- [What this task involves] Rewrite the entries starting at the line that contains "Trace the outline of every instance of the man" and ending with the line that contains "M202 133L196 114L188", changing "black turban" to "dark turban" and leaving everything else as it is.

Start of Information provided

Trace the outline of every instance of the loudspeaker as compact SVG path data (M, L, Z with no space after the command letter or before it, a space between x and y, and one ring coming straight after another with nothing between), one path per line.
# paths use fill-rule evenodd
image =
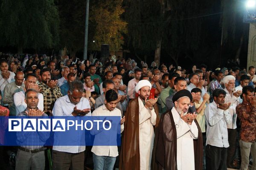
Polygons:
M101 57L108 57L109 55L109 45L102 44L100 53Z

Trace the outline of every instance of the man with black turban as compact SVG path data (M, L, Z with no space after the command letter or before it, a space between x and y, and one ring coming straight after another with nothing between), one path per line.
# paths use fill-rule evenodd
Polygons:
M202 133L196 114L188 113L192 99L189 91L179 91L172 98L175 107L161 118L156 155L159 169L202 169Z

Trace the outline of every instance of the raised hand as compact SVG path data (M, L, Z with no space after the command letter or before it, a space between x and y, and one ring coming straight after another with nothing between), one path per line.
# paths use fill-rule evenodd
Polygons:
M229 103L225 103L222 105L218 104L217 105L217 107L218 108L220 108L221 109L222 109L225 110L227 109L228 109L231 104L231 103L230 102Z
M125 122L125 116L124 116L121 119L121 121L120 122L120 124L122 125Z
M0 116L5 116L7 114L7 109L5 109L4 110L0 110Z
M233 93L233 95L236 97L238 97L239 96L240 96L241 94L242 94L242 91L241 90L240 90L236 91L235 92Z
M146 97L145 99L145 107L146 108L151 108L156 104L157 101L157 98L151 99L147 100L147 98Z
M256 96L253 96L252 98L250 103L253 106L256 107Z
M54 80L47 80L47 83L46 83L46 84L48 86L49 86L49 87L51 88L54 88L54 87L55 86L56 86L56 85L57 85L57 82L56 82L57 80L56 81L54 81Z
M209 95L209 94L207 93L204 94L203 98L204 99L204 100L208 101L210 99L210 95Z
M184 115L184 113L182 111L180 113L180 118L182 119L186 123L189 123L191 120L194 118L193 114L191 113L187 113ZM195 112L194 113L195 113ZM191 124L190 124L191 125Z
M124 91L126 89L126 85L120 85L119 87L119 90L122 91Z
M94 82L96 84L98 83L99 81L99 78L96 78L93 79L93 82Z

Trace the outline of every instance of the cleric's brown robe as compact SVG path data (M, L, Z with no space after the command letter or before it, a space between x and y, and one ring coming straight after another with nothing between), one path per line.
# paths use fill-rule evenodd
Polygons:
M198 130L197 139L194 139L195 169L203 169L203 137L202 132L196 119L195 120ZM166 128L169 128L168 132ZM162 115L158 126L156 162L158 170L176 170L177 169L177 136L176 127L171 110ZM164 134L164 132L166 134ZM166 133L168 136L166 136ZM155 167L154 169L157 169Z
M155 106L154 108L157 114L156 127L158 124L159 118L157 106L157 105ZM131 99L125 112L125 122L124 123L125 128L119 163L119 169L120 170L139 170L140 167L139 110L138 98ZM153 156L152 154L152 157L154 157ZM154 160L154 162L155 162Z

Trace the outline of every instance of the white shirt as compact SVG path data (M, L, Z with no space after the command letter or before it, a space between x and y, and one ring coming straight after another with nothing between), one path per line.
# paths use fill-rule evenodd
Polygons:
M225 103L231 103L229 108L228 112L231 116L232 118L232 123L230 124L227 124L227 127L228 129L236 129L236 119L237 115L236 111L236 108L239 103L239 97L236 97L233 95L231 95L228 92L228 91L225 88L224 90L227 92L226 97L225 97Z
M41 93L38 93L39 101L38 108L39 110L44 110L44 96ZM25 102L25 92L24 91L16 93L13 96L13 101L16 110L16 115L20 113L25 110L27 108L27 104Z
M232 118L228 110L218 108L215 102L209 104L204 110L206 129L206 145L228 147L227 124L231 124Z
M236 91L237 91L238 90L243 90L243 87L241 85L240 85L236 87Z
M172 113L177 135L177 168L179 170L195 170L193 139L198 139L198 130L193 121L191 125L185 122L174 107Z
M3 96L3 91L4 90L4 88L6 85L8 83L9 83L12 82L13 82L15 81L15 79L14 79L14 77L15 76L15 74L14 73L8 71L10 73L10 76L9 76L9 78L7 79L6 79L3 78L3 76L2 75L2 71L0 71L0 90L1 90L1 96ZM3 103L3 99L1 100L1 103ZM8 104L4 105L4 106L8 106Z
M88 100L82 97L78 104L75 105L72 103L69 99L68 95L64 96L58 99L52 110L52 114L54 116L73 116L72 114L74 110L74 108L76 106L77 109L83 110L90 108L90 103ZM90 111L85 116L91 116L92 113ZM79 130L77 131L78 133ZM84 131L84 133L85 131ZM54 133L54 142L58 141L57 133ZM79 135L82 136L82 135ZM79 143L79 139L77 139L77 143ZM61 152L67 152L69 153L79 153L85 150L85 146L54 146L52 149Z
M63 84L67 82L67 81L66 79L64 77L62 77L60 79L58 79L58 83L57 83L58 86L61 87Z
M122 118L121 111L116 108L112 111L108 110L105 105L97 108L92 114L93 116L120 116L120 119ZM112 126L114 125L112 122ZM124 128L124 124L120 125L121 126L121 133L122 133ZM93 135L94 134L93 134ZM101 135L101 133L95 135L95 140L99 140L100 137L102 137L102 135ZM116 135L115 135L114 137L116 137ZM110 137L113 137L110 136ZM113 139L111 139L113 140ZM108 156L112 157L116 157L118 156L118 150L117 146L93 146L92 148L92 152L95 155L98 156Z

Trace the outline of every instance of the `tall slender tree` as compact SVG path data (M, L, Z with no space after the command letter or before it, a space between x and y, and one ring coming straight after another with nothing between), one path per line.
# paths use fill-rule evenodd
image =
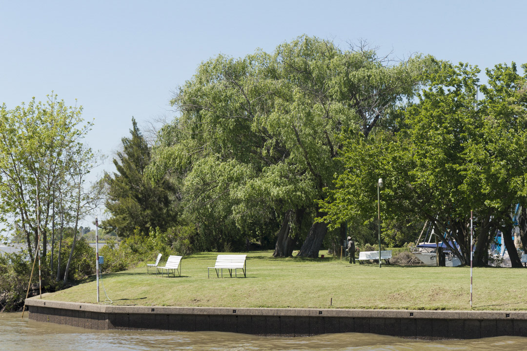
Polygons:
M133 117L132 124L130 137L121 139L123 150L113 159L117 172L105 176L106 207L111 217L101 226L122 236L131 235L135 228L143 235L151 228L165 230L175 220L171 183L165 178L152 182L145 176L150 148Z

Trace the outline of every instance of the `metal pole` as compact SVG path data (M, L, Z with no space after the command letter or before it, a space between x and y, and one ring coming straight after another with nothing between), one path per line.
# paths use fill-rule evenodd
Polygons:
M38 199L38 180L36 182L36 231L38 233L38 244L37 245L37 254L38 255L38 295L42 298L42 274L40 265L40 201ZM46 243L44 243L46 245ZM45 259L45 257L44 257Z
M470 308L472 308L472 255L473 254L474 230L472 226L472 211L470 212Z
M97 303L99 302L99 219L95 217L95 275L97 276Z
M379 268L380 268L380 187L377 184L377 212L379 219Z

End of Information provided

- [Correct result]
Trace the outline of every instance of the man with dark turban as compact SVG path data (M, L, Z with no space after the command letter or before it, a space between x and y, and one ring coming straight after another with nothing between), one path per line.
# paths use fill-rule evenodd
Polygons:
M202 133L196 114L188 113L192 99L189 91L179 91L172 98L175 107L161 118L156 155L159 169L202 169Z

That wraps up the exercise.